Pick out every line in the records below that contains the string "sweater", matching case exactly, and copy each of those lines.

Collected data:
------

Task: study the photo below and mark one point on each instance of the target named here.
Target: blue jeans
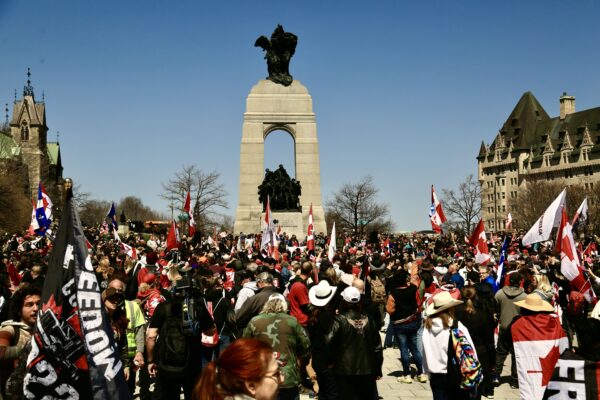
(208, 354)
(406, 336)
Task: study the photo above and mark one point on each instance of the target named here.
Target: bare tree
(463, 206)
(355, 208)
(207, 194)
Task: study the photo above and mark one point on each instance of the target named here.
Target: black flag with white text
(73, 354)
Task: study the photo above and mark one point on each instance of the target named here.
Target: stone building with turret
(25, 150)
(532, 145)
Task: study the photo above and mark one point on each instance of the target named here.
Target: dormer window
(24, 131)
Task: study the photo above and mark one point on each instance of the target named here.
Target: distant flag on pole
(436, 213)
(112, 214)
(569, 261)
(173, 239)
(73, 351)
(500, 271)
(310, 236)
(43, 211)
(268, 236)
(332, 244)
(188, 209)
(479, 241)
(580, 217)
(540, 231)
(508, 225)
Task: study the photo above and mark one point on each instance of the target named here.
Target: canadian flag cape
(539, 340)
(436, 213)
(574, 378)
(540, 231)
(479, 241)
(569, 261)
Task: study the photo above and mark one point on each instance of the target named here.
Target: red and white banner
(436, 213)
(479, 241)
(310, 235)
(188, 209)
(173, 239)
(539, 340)
(569, 261)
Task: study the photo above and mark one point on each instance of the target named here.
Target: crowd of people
(221, 318)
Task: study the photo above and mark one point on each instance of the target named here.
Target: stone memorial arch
(269, 107)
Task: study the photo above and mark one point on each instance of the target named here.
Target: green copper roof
(8, 147)
(53, 153)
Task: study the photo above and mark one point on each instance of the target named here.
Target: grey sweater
(506, 298)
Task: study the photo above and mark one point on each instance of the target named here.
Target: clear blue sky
(403, 91)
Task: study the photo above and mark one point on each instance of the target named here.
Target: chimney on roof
(567, 105)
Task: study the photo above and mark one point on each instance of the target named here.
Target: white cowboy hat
(534, 302)
(319, 295)
(440, 302)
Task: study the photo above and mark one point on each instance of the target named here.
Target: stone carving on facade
(278, 53)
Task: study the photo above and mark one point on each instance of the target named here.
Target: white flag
(540, 231)
(332, 244)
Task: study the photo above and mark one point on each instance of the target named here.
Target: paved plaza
(389, 388)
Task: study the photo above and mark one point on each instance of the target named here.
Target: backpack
(463, 368)
(576, 304)
(173, 345)
(378, 294)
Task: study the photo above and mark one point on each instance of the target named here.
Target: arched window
(24, 131)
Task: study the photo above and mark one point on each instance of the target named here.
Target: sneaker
(496, 380)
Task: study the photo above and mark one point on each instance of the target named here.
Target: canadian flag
(188, 209)
(569, 261)
(539, 341)
(436, 214)
(310, 236)
(173, 240)
(479, 241)
(508, 225)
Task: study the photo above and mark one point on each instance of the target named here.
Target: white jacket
(435, 346)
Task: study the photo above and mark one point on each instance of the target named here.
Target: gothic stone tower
(29, 131)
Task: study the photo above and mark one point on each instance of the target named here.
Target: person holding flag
(436, 213)
(112, 214)
(188, 209)
(73, 351)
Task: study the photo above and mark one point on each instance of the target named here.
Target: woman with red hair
(246, 369)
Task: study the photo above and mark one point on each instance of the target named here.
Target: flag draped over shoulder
(188, 209)
(569, 260)
(540, 231)
(310, 235)
(73, 352)
(479, 241)
(436, 213)
(574, 378)
(538, 340)
(332, 244)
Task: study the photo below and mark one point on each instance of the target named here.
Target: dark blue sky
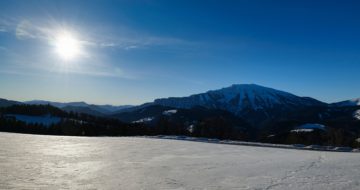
(135, 51)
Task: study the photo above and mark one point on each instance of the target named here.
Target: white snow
(357, 114)
(302, 130)
(311, 126)
(46, 120)
(169, 112)
(59, 162)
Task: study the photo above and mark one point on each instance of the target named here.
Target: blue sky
(136, 51)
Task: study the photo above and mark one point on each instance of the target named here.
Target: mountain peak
(238, 97)
(352, 102)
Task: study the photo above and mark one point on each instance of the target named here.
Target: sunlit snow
(58, 162)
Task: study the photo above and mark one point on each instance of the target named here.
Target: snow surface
(59, 162)
(46, 120)
(357, 114)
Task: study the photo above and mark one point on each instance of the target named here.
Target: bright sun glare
(67, 46)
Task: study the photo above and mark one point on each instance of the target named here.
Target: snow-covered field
(57, 162)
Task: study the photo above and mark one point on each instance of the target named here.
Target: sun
(67, 46)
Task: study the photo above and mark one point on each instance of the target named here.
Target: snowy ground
(56, 162)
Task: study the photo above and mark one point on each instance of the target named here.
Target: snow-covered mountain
(6, 103)
(352, 102)
(256, 104)
(240, 98)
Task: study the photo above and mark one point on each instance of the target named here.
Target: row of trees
(339, 134)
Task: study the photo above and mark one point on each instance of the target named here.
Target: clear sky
(131, 52)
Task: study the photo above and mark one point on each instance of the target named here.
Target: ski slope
(58, 162)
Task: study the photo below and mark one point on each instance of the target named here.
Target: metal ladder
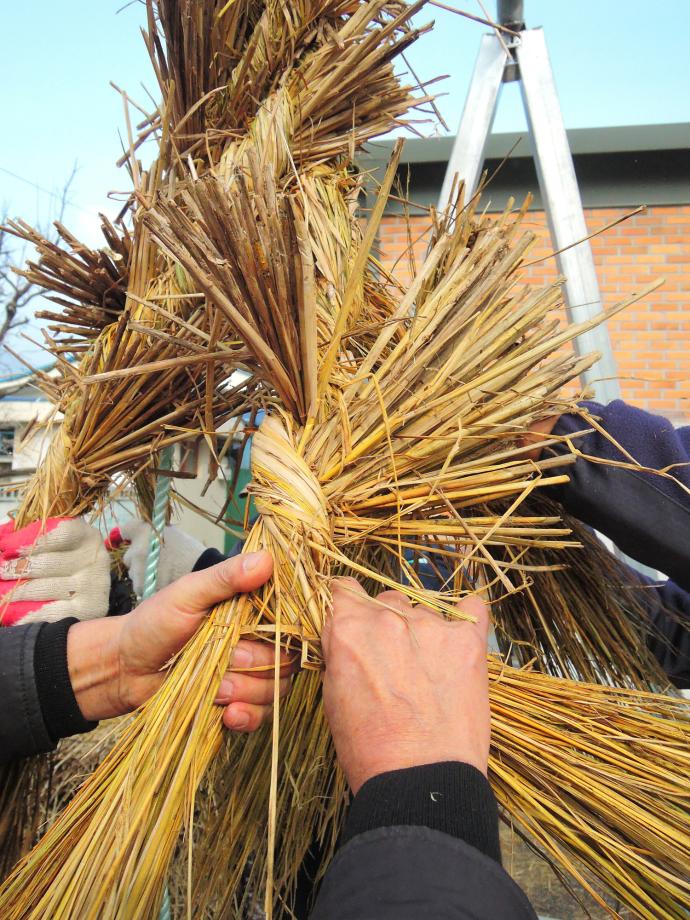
(522, 56)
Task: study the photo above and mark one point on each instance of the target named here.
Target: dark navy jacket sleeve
(23, 731)
(421, 843)
(416, 873)
(647, 516)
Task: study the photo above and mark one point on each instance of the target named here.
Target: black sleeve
(421, 842)
(410, 873)
(61, 713)
(23, 731)
(452, 797)
(669, 640)
(646, 515)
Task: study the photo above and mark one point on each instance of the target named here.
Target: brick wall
(651, 339)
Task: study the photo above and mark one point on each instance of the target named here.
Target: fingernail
(242, 657)
(238, 720)
(224, 694)
(250, 561)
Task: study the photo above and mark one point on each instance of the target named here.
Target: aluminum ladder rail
(524, 57)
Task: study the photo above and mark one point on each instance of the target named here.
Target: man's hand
(116, 664)
(402, 686)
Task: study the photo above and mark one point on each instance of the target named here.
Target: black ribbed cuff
(451, 797)
(59, 707)
(209, 557)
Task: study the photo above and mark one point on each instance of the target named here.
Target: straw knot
(284, 487)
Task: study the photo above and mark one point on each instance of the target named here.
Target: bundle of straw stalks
(392, 433)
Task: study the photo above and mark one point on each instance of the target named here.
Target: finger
(243, 688)
(249, 654)
(345, 592)
(197, 592)
(347, 588)
(245, 717)
(395, 600)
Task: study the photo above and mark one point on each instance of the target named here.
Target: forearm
(451, 797)
(645, 514)
(94, 668)
(39, 706)
(421, 842)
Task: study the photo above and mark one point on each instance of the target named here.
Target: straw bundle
(392, 433)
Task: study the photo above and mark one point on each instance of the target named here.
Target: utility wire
(46, 191)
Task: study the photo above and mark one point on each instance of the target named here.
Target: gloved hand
(179, 552)
(52, 570)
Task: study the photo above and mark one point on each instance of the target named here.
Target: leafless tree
(16, 293)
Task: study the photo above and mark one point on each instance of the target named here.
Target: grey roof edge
(620, 139)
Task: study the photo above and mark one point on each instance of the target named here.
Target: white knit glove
(51, 570)
(179, 553)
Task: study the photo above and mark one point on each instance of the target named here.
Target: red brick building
(618, 169)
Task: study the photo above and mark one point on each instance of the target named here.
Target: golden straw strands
(392, 431)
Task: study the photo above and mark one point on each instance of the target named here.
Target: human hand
(51, 570)
(402, 686)
(178, 554)
(116, 664)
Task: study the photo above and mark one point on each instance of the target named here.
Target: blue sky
(615, 62)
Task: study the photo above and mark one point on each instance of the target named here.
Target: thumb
(165, 622)
(196, 592)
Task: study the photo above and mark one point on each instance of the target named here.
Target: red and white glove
(179, 552)
(51, 570)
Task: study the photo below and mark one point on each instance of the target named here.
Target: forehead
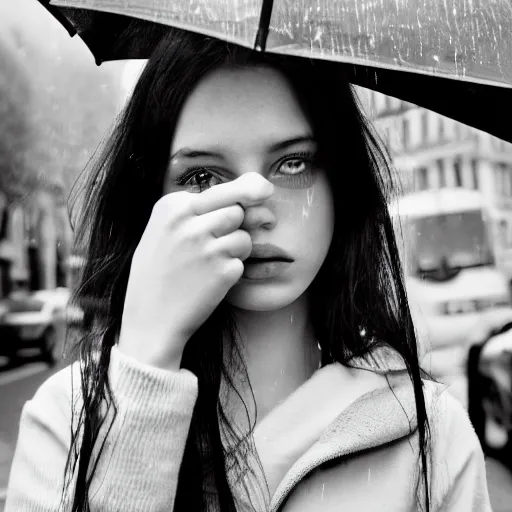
(240, 108)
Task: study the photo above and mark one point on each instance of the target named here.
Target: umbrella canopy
(453, 57)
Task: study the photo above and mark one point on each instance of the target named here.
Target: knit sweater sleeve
(139, 466)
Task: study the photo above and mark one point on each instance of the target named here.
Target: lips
(264, 260)
(264, 253)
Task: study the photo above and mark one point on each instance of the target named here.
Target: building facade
(35, 244)
(431, 151)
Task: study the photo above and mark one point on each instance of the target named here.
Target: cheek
(309, 218)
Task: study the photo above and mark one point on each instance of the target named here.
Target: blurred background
(453, 222)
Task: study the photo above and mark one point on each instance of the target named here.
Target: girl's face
(248, 120)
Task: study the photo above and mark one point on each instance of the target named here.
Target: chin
(263, 296)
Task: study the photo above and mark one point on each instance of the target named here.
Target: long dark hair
(359, 297)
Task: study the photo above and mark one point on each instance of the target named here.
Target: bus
(457, 292)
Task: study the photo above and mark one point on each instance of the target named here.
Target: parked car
(489, 371)
(32, 320)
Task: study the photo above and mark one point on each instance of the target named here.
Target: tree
(16, 130)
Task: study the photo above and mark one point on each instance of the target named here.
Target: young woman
(251, 345)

------

### Answer to this exercise
Target: grey sweater
Target: knit sweater sleeve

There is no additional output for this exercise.